• [Activities]
(a) According to the news roundup, how many trained dolphins and sea lions does the US Navy plan to use for port security in Puget Sound?
(b) Transcribe the news roundup word for word, from "Undignified Deaths" up to and including "to nighttime snowmobilers.".

Segment Start: Text for analysis

Civilization in Decline

■ Tennessee’s death-row-execution procedures came under attack in February when critics realized they were a hodgepodge of lethal-injection rules intermingled with old electric-chair protocol. (Lethal injection thus now requires shaving an inmate’s head and having a fire extinguisher ready.) Also in February, at a hearing investigating Florida’s botched December execution of Angel Diaz, a special commission concluded that the executioner should have re-checked whether the IV line was in the vein, instead of (as he did) merely continuing to push the resisting chemicals into the arm. (The only formal qualification to be appointed a Florida executioner is to be at least 18 years old.)

Bright People, Dark Sides

■ Dr. Hugh Tilson, 67, an award-winning public-health researcher at the University of North Carolina, was arrested in January in a men’s room at the Atlanta airport and charged with public indecency. Also in January, Lord Justice Richards, 56 (and one of Britain’s most senior judges), was arrested for allegedly exposing himself to a woman on a train. And in February, William French Anderson, a world-renowned geneticist, 70 (and runner-up as Time magazine Man of the Year in 1995), was sentenced in Los Angeles to 14 years in prison for molesting an employee’s daughter for four years beginning at age 10. Said Anderson, according to court records, “(S)omething in me was just evil.”

Least Competent Criminals

■ (1) Clenzo Thompson, 45, was arrested in New York City in January after allegedly robbing the same Commerce Bank branch twice in three days. The first robbery ended when the chemical dye in the money bag exploded and spooked him, and he apparently failed to learn from that, in that the second robbery’s money bag also exploded. (And three years earlier, Thompson had been caught after another bank robbery after having accidentally dropped his ID on the bank floor.) (2) Michael J. DeWitt, 39, was arrested for DUI in Fort Wayne, Ind., in February after he drove erratically into the parking lot of an Indiana State Police station early in the morning and told officers that he was there “to get a room.” (A Holiday Inn was next door.) (Police later said they matched DeWitt’s Hummer to the vehicle that minutes earlier had collided with a car nearby and left the scene.)

Recurring Themes

■ The US Navy announced in February that it is planning to use 30 trained dolphins and sea lions for port security in Puget Sound near Seattle. Dolphins’ sonar ability makes them excellent at detecting swimmers, and they are being trained to signal via a beacon when encountering one. According to an Associated Press dispatch, sea lions can carry special cuffs in their mouths and are being trained to clamp the cuff around a swimmer’s leg.

Undignified Deaths

■ (1) A 47-year-old registered sex offender died of a heart attack in Palm Beach County, Fla., in January; his body was found, nude, in front of his home computer on which he had been viewing pornography. (2) Another 47-year-old man was killed late at night, in February in Belle River, Ontario, when his snowmobile collided with a tree stump embedded in Lake St. Clair; the man had been waging a notorious, three-year campaign to have the stump removed from the lake because of the danger it posed to nighttime snowmobilers.

Segment End: Text for analysis
Segment Start: Data listing

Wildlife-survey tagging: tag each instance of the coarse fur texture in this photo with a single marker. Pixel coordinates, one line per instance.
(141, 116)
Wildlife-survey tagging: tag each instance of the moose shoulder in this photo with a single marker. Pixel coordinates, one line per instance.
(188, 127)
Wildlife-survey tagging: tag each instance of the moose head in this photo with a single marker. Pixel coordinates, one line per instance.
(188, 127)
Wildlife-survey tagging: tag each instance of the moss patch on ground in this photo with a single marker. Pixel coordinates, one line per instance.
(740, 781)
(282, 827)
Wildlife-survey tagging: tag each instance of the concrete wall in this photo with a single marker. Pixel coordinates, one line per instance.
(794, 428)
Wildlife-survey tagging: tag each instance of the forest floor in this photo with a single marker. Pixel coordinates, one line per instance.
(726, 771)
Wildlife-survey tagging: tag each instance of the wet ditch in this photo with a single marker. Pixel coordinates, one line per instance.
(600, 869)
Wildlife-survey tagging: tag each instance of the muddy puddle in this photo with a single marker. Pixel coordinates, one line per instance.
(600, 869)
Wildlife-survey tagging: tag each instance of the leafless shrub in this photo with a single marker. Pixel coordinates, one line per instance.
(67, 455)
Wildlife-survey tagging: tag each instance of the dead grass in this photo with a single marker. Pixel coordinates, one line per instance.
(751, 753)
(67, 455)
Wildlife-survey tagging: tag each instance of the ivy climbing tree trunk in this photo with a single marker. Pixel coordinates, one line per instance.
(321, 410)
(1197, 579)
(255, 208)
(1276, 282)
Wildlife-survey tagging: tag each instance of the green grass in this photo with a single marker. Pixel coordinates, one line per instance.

Segment End: Data listing

• [Results of the exercise]
(a) 30

(b)
Undignified Deaths

■ (1) A 47-year-old registered sex offender died of a heart attack in Palm Beach County, Fla., in January; his body was found, nude, in front of his home computer on which he had been viewing pornography. (2) Another 47-year-old man was killed late at night, in February in Belle River, Ontario, when his snowmobile collided with a tree stump embedded in Lake St. Clair; the man had been waging a notorious, three-year campaign to have the stump removed from the lake because of the danger it posed to nighttime snowmobilers.